-- Requirements --
1. In the biography of Lansdale Ghiselin Sasscer, what rank and unit did he serve in while overseas during World War I?
2. Using the biography of Lansdale Ghiselin Sasscer, explain why he is said to have "resumed" the practice of law after the war rather than begun it.
3. Substitute "Upper Marlborough" for every "Upper Marlboro" in the biography of Lansdale Ghiselin Sasscer, and write out the part that opens with the words "Sasscer was born" and closes with "government in 1939.".

-- Excerpted text --
>> begin
Lansdale Ghiselin Sasscer (September 30, 1893 – November 5, 1964) represented the fifth district of the state of Maryland in the United States House of Representatives for seven terms from 1939 to 1953.

Sasscer was born in Upper Marlboro, Maryland, and graduated from Dickinson School of Law in Carlisle, Pennsylvania in 1914. He was admitted to the bar the same year and commenced practice in Upper Marlboro. During World War I, he served from 1917 to 1919, being overseas for thirteen months as a first lieutenant in the Fifty-ninth Artillery of the United States Army.

After the War, Sasscer resumed the practice of law, and served as a member of the Maryland State Senate from 1922 to 1938, serving as President of the Senate in 1935 and 1937. He was delegate to the 1924 and 1936 Democratic National Conventions, and vice chairman of the committee on reorganization of the State government in 1939.
>> end
-- Provided information --
>> begin
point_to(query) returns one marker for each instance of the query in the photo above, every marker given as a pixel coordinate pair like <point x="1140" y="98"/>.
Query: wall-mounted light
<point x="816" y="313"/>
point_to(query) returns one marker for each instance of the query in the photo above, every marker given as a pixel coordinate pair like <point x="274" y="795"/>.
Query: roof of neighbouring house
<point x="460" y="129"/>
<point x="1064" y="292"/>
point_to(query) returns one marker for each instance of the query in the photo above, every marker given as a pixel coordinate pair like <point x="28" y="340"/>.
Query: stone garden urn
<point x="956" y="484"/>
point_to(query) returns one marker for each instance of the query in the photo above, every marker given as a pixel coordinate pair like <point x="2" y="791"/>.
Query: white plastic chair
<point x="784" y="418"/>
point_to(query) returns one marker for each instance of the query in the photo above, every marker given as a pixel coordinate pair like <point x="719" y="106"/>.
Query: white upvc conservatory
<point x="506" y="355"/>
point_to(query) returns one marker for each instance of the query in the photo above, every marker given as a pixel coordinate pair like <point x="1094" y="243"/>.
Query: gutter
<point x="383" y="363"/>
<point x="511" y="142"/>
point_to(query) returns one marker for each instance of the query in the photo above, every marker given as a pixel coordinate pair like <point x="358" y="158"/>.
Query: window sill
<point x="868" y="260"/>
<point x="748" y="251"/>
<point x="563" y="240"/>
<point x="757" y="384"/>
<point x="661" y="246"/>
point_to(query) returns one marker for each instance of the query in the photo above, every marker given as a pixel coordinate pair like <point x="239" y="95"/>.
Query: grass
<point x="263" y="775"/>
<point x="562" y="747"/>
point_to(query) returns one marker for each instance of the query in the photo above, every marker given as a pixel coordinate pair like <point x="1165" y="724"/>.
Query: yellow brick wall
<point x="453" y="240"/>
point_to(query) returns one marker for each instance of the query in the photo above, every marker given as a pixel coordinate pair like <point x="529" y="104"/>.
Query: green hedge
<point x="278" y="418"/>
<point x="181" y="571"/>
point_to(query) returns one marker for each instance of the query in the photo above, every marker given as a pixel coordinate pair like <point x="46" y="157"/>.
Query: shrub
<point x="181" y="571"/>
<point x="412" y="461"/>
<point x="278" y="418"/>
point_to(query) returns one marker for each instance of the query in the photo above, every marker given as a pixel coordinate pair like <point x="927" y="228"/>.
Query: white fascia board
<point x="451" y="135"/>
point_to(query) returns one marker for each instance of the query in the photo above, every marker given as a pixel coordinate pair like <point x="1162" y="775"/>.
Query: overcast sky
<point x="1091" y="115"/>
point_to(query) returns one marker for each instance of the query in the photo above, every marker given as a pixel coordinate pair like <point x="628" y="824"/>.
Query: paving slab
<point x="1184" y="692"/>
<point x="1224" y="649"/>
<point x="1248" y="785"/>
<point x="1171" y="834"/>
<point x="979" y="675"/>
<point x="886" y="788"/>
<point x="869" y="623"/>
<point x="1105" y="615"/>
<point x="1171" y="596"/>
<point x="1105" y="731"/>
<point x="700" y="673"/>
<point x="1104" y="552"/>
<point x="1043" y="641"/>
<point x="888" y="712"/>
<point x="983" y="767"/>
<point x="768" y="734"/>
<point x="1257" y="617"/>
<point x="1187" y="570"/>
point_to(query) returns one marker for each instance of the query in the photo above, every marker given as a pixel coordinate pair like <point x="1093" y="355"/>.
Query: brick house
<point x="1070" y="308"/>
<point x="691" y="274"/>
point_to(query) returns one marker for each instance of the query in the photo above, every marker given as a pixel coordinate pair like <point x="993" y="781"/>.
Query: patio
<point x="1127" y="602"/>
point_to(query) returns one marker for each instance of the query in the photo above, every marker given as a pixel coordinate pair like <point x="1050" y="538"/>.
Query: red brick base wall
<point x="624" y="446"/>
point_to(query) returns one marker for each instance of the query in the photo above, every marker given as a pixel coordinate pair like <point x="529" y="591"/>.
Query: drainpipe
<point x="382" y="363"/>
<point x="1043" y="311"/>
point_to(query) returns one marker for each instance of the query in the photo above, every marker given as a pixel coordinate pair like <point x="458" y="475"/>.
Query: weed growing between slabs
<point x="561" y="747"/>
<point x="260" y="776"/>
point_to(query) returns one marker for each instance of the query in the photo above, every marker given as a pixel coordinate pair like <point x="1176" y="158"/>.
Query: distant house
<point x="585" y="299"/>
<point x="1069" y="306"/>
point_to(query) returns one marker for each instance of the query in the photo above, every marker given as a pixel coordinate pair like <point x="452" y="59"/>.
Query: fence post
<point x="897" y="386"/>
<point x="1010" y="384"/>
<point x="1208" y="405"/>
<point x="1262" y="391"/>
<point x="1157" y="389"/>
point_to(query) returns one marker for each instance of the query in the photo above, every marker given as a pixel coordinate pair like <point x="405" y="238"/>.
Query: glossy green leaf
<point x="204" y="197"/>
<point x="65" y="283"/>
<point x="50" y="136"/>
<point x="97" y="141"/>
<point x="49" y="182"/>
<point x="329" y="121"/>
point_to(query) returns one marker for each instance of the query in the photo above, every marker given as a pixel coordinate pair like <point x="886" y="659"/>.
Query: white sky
>> end
-- Answers --
1. He served as a first lieutenant in the Fifty-ninth Artillery of the United States Army.

2. He had already been admitted to the bar in 1914 and had commenced practice in Upper Marlboro. His Army service from 1917 to 1919 interrupted that practice, so after the war he returned to it.

3.
Sasscer was born in Upper Marlborough, Maryland, and graduated from Dickinson School of Law in Carlisle, Pennsylvania in 1914. He was admitted to the bar the same year and commenced practice in Upper Marlborough. During World War I, he served from 1917 to 1919, being overseas for thirteen months as a first lieutenant in the Fifty-ninth Artillery of the United States Army.

After the War, Sasscer resumed the practice of law, and served as a member of the Maryland State Senate from 1922 to 1938, serving as President of the Senate in 1935 and 1937. He was delegate to the 1924 and 1936 Democratic National Conventions, and vice chairman of the committee on reorganization of the State government in 1939.